# Required work
Return everything from "The interviewee and" down to "- amazing time..." in the wartime recollection below, copied word for word.

# Exercise text
┌────────
The interviewee and Yavorskaya

It happened on the Ukraine front in Antratsit city. We held the line during April, May, and June 1943. Germans did not disturb us, neither did we. Peaceful life was around us: Ukraine, summer - amazing time...

I was a batallion commander, a senior lieutenant. I do not remember how it happened, but there appeared a photographer, and took a photo of us together with Boulatnikov, a headquarters commander. We were standing in the street, when a very young girl passed by.

I said 'Let's have our picture taken!' And she agreed. After that she left and I know nothing about her name or place of residence. She lived in Antratsit, and she was about 17 or 18 years old - that was all I knew about her.

At that time I served in the 51st army, where I managed to get thanks to my teacher of physics. After my first wound I went back to Stalingrad (Volgograd at present). By that time Paulus troops had already been encircled, but not taken yet.

So I was moving to the south by train. I was lying on the upper berth (my wound still bothered me). Three officers were sitting below: two lieutenants and one junior lieutenant. They were talking, suddenly I looked at that junior lieutenant … and understood that I knew him! 'Konstantin Vassilyevich! Hi!' He looked at me. I said 'Konstantin Vassilyevich, don't you recognize me? You are my teacher of physics, and I am Lesman …' - 'Oh, Boris!' We embraced …

He was a junior lieutenant. He said 'Boris, where are you going?' - 'To our headquarters.' - 'Listen, come with me, to our army. We will be there together.' - 'But can it cause any troubles for me?' - 'No, you will go to the front line, not to back areas!' - 'Where shall we go? To the front headquarters?' - 'No, it is not necessary! We will go directly to the army headquarters.' And so we arrived there.
└────────
# Study material
┌────────
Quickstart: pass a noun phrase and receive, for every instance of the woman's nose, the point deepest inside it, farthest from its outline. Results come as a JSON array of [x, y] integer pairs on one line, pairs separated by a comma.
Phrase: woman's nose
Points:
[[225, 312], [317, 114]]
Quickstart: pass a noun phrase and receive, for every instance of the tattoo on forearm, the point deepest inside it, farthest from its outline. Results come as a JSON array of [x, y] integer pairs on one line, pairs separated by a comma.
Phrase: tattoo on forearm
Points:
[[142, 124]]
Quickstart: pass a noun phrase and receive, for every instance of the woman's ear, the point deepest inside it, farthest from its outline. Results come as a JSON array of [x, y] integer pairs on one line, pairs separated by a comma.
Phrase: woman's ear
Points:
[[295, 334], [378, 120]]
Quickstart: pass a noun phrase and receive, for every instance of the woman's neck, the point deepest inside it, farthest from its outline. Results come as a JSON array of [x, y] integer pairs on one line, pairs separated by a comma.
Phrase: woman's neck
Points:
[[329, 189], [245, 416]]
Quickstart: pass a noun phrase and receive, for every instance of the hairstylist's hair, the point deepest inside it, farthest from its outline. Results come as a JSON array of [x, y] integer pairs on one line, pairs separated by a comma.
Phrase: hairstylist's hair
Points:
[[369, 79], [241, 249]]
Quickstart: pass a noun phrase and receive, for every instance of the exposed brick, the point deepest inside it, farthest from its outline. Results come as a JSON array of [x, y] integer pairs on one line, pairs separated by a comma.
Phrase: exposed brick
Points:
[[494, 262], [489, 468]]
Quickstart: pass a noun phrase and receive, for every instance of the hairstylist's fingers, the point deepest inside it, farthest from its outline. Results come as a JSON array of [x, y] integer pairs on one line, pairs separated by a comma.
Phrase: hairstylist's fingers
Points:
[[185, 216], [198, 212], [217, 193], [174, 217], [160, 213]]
└────────
# Final answer
The interviewee and Yavorskaya

It happened on the Ukraine front in Antratsit city. We held the line during April, May, and June 1943. Germans did not disturb us, neither did we. Peaceful life was around us: Ukraine, summer - amazing time...